> [To be done]: Find each line below that contains the word "table" and copy those lines in full.

> [Extracted material]:
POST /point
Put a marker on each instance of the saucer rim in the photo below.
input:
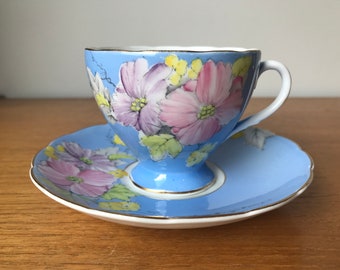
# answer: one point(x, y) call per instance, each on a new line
point(167, 221)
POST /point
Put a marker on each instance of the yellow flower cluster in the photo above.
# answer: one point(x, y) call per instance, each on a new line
point(181, 68)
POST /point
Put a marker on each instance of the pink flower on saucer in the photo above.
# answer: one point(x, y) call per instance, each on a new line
point(67, 176)
point(201, 107)
point(137, 97)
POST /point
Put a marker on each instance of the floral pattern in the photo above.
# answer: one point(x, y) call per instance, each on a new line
point(90, 173)
point(174, 104)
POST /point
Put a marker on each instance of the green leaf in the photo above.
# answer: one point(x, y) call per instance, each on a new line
point(173, 147)
point(119, 192)
point(118, 156)
point(161, 145)
point(241, 66)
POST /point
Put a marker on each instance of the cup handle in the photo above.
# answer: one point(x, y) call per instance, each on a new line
point(278, 101)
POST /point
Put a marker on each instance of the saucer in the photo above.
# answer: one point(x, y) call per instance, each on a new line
point(93, 162)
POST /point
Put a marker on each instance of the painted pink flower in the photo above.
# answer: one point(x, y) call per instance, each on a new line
point(198, 110)
point(67, 176)
point(86, 158)
point(137, 97)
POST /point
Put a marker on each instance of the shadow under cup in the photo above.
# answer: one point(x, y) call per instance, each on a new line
point(174, 106)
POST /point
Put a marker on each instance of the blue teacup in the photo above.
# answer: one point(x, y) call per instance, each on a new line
point(174, 106)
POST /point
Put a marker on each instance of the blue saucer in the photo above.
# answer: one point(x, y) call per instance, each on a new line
point(85, 171)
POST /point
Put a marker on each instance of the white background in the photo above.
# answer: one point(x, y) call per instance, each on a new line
point(42, 41)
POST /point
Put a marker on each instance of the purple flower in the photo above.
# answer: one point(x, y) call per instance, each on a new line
point(85, 158)
point(137, 97)
point(67, 176)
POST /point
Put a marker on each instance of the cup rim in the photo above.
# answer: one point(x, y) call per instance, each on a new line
point(194, 49)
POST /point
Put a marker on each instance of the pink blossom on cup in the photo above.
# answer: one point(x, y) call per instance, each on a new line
point(208, 103)
point(136, 100)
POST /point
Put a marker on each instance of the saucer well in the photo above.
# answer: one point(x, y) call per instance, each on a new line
point(85, 171)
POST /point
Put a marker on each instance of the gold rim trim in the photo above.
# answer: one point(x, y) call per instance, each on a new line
point(173, 49)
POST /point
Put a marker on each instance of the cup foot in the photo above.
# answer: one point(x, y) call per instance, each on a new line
point(186, 192)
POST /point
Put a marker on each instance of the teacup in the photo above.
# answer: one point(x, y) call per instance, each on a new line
point(172, 107)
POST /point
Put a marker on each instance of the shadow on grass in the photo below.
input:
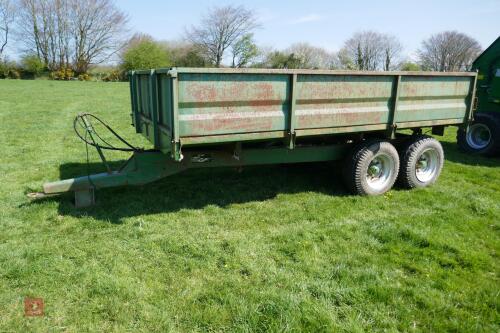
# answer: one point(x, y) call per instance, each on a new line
point(453, 154)
point(198, 188)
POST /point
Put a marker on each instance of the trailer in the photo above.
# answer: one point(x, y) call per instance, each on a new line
point(483, 134)
point(218, 117)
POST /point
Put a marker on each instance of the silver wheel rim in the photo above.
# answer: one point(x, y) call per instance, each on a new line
point(427, 165)
point(478, 136)
point(380, 171)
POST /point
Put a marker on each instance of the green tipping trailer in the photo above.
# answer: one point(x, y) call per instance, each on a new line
point(483, 134)
point(204, 117)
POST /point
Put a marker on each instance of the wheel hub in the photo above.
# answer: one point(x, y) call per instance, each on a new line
point(379, 171)
point(427, 165)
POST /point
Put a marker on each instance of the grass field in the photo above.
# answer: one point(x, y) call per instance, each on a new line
point(275, 248)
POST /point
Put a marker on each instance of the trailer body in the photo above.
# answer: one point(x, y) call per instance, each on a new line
point(483, 134)
point(488, 79)
point(200, 117)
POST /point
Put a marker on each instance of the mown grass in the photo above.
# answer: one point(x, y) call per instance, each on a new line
point(275, 248)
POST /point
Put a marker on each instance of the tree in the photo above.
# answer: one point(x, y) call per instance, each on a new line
point(7, 15)
point(281, 60)
point(71, 33)
point(449, 51)
point(143, 52)
point(370, 50)
point(243, 51)
point(185, 54)
point(99, 25)
point(32, 64)
point(410, 66)
point(220, 29)
point(313, 57)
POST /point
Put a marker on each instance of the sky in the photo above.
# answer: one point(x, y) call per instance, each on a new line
point(327, 23)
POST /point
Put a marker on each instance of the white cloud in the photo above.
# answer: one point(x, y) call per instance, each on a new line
point(308, 18)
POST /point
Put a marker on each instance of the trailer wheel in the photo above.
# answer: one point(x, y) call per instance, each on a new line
point(372, 168)
point(421, 162)
point(483, 135)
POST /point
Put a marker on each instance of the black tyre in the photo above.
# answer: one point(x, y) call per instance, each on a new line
point(483, 135)
point(421, 162)
point(371, 168)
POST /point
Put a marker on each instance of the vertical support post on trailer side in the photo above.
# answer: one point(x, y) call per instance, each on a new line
point(292, 118)
point(176, 143)
point(153, 104)
point(392, 126)
point(469, 115)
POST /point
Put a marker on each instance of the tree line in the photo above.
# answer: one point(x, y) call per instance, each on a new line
point(69, 37)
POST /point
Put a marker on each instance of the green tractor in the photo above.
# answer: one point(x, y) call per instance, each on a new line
point(483, 135)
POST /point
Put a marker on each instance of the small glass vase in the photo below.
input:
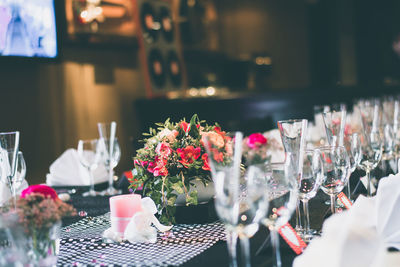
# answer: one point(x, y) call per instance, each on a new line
point(42, 245)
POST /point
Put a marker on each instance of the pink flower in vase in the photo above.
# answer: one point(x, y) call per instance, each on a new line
point(256, 140)
point(45, 190)
point(164, 150)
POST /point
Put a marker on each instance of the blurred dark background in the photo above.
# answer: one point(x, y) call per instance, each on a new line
point(248, 64)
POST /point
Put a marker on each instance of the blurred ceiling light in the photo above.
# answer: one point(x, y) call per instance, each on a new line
point(210, 91)
point(191, 3)
point(263, 61)
point(193, 92)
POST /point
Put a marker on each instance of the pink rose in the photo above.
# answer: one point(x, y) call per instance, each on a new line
point(158, 167)
point(214, 138)
point(185, 126)
point(164, 150)
point(45, 190)
point(256, 140)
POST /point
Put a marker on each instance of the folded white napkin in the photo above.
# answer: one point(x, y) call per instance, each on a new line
point(68, 170)
point(5, 192)
point(361, 235)
point(139, 228)
point(349, 239)
point(275, 147)
point(388, 210)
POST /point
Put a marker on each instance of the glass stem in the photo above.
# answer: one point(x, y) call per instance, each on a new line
point(91, 190)
point(110, 178)
point(13, 190)
point(333, 204)
point(348, 188)
point(275, 245)
point(369, 183)
point(231, 240)
point(298, 217)
point(306, 217)
point(245, 248)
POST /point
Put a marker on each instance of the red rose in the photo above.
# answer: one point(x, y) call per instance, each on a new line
point(188, 154)
point(163, 149)
point(158, 167)
point(256, 140)
point(45, 190)
point(205, 167)
point(185, 126)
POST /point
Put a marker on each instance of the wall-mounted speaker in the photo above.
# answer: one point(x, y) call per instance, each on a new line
point(159, 47)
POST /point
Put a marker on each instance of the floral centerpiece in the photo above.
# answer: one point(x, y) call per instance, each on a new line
point(172, 159)
point(38, 213)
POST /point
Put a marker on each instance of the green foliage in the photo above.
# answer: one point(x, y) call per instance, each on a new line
point(168, 171)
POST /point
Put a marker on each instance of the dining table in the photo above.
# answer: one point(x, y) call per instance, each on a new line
point(197, 239)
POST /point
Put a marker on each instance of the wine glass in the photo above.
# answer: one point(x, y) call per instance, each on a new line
point(111, 151)
point(9, 145)
point(396, 133)
point(352, 144)
point(336, 166)
point(334, 121)
point(293, 135)
point(283, 198)
point(20, 172)
point(319, 120)
point(371, 139)
point(241, 199)
point(89, 155)
point(310, 182)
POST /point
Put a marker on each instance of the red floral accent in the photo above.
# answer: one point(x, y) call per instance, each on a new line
point(188, 154)
point(205, 167)
point(218, 156)
point(185, 126)
point(164, 150)
point(256, 140)
point(158, 167)
point(45, 190)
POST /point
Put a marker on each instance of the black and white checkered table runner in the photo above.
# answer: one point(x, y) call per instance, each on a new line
point(83, 245)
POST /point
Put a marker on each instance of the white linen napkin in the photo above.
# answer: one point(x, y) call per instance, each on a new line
point(275, 147)
point(388, 210)
point(67, 170)
point(361, 235)
point(349, 239)
point(5, 192)
point(139, 228)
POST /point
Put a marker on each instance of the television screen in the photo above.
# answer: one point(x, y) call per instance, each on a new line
point(28, 28)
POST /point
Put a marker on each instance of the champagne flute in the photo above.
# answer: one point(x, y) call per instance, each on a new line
point(283, 195)
point(111, 151)
point(241, 200)
point(336, 166)
point(293, 135)
point(89, 156)
point(334, 121)
point(20, 172)
point(310, 182)
point(353, 146)
point(9, 145)
point(371, 139)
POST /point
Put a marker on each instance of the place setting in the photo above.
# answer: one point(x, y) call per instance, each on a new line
point(257, 195)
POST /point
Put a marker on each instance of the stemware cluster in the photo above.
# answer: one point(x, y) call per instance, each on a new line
point(248, 195)
point(105, 150)
point(12, 163)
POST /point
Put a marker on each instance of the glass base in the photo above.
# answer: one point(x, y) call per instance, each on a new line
point(307, 237)
point(90, 194)
point(110, 192)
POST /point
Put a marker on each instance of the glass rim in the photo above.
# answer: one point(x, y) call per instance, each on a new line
point(329, 147)
point(105, 123)
point(291, 121)
point(11, 132)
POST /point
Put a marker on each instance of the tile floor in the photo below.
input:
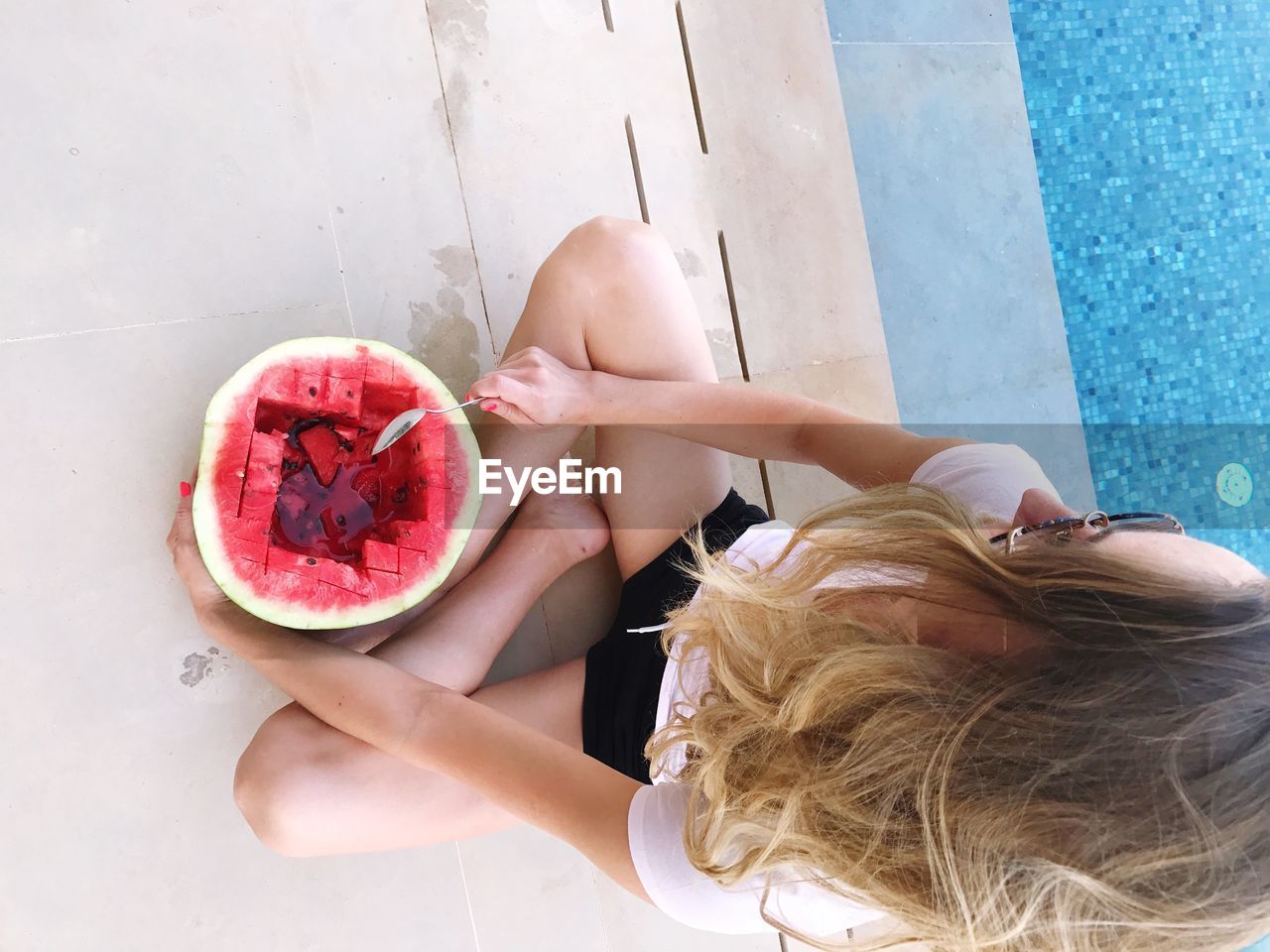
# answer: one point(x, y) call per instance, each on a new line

> [Full output]:
Put a marker on each instance of the dining table in the photo above.
Put a marker on each instance of the black and white checkered table runner in the photo above.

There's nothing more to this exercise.